> Required task:
Duplicate the rows below line for line, with no changes.
* start Input records *
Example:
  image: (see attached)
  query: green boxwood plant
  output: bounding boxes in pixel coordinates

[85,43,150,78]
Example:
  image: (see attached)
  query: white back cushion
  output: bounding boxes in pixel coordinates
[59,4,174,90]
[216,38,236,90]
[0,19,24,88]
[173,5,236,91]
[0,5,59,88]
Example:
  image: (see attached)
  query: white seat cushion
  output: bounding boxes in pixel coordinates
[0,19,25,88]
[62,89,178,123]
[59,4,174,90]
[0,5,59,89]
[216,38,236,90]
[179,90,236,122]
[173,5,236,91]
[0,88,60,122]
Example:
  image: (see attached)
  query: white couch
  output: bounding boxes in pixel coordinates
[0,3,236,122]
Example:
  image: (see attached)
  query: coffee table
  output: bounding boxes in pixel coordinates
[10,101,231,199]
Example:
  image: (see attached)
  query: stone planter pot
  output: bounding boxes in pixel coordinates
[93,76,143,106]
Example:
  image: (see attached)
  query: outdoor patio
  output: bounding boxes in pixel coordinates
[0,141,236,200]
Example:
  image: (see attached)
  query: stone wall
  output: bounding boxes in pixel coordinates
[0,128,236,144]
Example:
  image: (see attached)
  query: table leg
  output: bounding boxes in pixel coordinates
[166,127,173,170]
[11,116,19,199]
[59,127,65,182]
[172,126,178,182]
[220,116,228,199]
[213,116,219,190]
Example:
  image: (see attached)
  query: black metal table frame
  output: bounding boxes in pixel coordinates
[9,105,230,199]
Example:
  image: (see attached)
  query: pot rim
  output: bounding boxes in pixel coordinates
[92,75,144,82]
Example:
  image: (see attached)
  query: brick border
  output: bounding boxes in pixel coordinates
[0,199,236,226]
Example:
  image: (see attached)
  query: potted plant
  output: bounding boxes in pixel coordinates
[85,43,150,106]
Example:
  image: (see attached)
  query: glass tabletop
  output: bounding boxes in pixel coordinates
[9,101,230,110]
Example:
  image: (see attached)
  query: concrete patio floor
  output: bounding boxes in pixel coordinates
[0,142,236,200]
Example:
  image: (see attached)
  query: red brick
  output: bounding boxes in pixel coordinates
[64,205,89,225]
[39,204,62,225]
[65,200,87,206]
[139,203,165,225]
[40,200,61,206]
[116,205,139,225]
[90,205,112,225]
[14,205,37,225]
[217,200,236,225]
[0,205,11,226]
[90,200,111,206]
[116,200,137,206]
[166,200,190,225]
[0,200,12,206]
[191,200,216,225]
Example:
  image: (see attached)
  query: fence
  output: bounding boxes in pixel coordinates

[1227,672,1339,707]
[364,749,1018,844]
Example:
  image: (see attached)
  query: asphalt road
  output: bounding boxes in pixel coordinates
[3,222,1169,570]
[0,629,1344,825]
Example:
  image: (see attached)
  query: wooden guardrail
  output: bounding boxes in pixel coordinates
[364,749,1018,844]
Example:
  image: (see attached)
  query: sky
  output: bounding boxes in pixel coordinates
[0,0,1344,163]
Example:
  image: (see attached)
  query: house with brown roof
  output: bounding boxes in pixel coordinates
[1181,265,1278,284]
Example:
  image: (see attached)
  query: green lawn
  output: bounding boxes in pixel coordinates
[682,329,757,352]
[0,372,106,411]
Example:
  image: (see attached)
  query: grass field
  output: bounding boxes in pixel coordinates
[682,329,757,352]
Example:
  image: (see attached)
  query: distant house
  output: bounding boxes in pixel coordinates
* end Input records *
> Reply to the exercise:
Example:
  image: (see attached)
  query: green boxwood plant
  output: bounding boxes in pixel coordinates

[85,43,150,78]
Example:
  image: (see attached)
  query: white back cushion
  output: bounding boxes in pixel coordinates
[59,4,174,90]
[216,38,236,90]
[0,19,24,88]
[173,5,236,91]
[0,5,59,88]
Example:
  image: (see attached)
  query: white seat cushion
  output: bounding boxes in pixel coordinates
[0,19,25,88]
[62,89,178,123]
[59,4,174,90]
[0,5,59,89]
[216,38,236,90]
[179,90,236,122]
[173,5,236,91]
[0,88,60,122]
Example:
  image: (see attached)
  query: white couch
  output: bounding boxes in pixel coordinates
[0,3,236,122]
Example:
  image: (see attached)
  query: coffee table
  output: bounding boxes in pixel coordinates
[10,101,231,199]
Example:
  image: (see attached)
  query: stone planter pot
  output: bounding boxes in pixel coordinates
[93,76,143,106]
Example:
  image: (see attached)
  query: outdoor patio
  output: bounding boxes in pixel coordinates
[0,141,236,200]
Example:
  image: (see attached)
  query: stone wall
  output: bounding boxes in pixel coordinates
[0,128,236,144]
Example:
  image: (see attached)
  query: table leg
  output: bounding boxes in pixel coordinates
[166,127,173,170]
[11,116,19,199]
[59,127,65,182]
[172,126,178,182]
[220,116,228,199]
[213,116,219,190]
Example:
  image: (see attached)
  query: black metal table frame
  output: bounding boxes in pixel coordinates
[9,105,230,199]
Example:
  image: (see attached)
  query: pot rim
  output: bounding boxes in pixel coordinates
[92,75,144,82]
Example:
  image: (see attached)
  query: brick border
  output: bounding boxes in pixel coordinates
[0,199,236,226]
Example:
  image: (see attached)
  query: potted plant
  output: bounding boxes in pixel coordinates
[85,43,150,106]
Example:
  image: (see attached)
  query: glass tabletop
  output: bounding boxes in pixel coordinates
[9,101,230,110]
Example:
  image: (see attached)
  query: concrete patio floor
  output: bounding boxes in pixel coordinates
[0,142,236,200]
Example:
  image: (see attached)
  query: red brick
  output: bounding boxes in pixel coordinates
[64,205,89,225]
[39,204,62,225]
[65,200,87,206]
[139,203,165,225]
[40,200,61,206]
[116,205,139,225]
[90,205,112,225]
[14,205,37,225]
[217,200,236,225]
[0,205,11,226]
[90,200,111,206]
[116,200,137,206]
[166,200,190,225]
[0,200,12,206]
[191,200,216,225]
Example:
  image: (see attached)
  query: fence
  output: bounding boxes in pixel coordinates

[1227,672,1339,707]
[364,749,1018,844]
Example:
  image: (see attached)
  query: asphalt road
  output: bounding boxes in pixel coordinates
[3,222,1169,570]
[0,629,1344,825]
Example:
  image: (see attached)
  query: wooden guardrail
  output: bounding boxes in pixel coordinates
[364,749,1018,844]
Example:
  image: (see attached)
  query: sky
  output: bounding boxes in pixel coordinates
[0,0,1344,163]
Example:
  image: (see attached)
  query: house with brown roof
  output: bounding boxes in pixel coordinates
[1181,265,1278,284]
Example:
  image: (see attached)
  query: green lawn
  output: bounding boxes in pixel coordinates
[682,329,757,352]
[0,372,106,411]
Example:
  image: (see attached)
  query: grass field
  output: bounding boxes in pixel coordinates
[682,329,757,352]
Example:
  image: (see attached)
  query: distant house
  output: bounding boxes in pixel coordinates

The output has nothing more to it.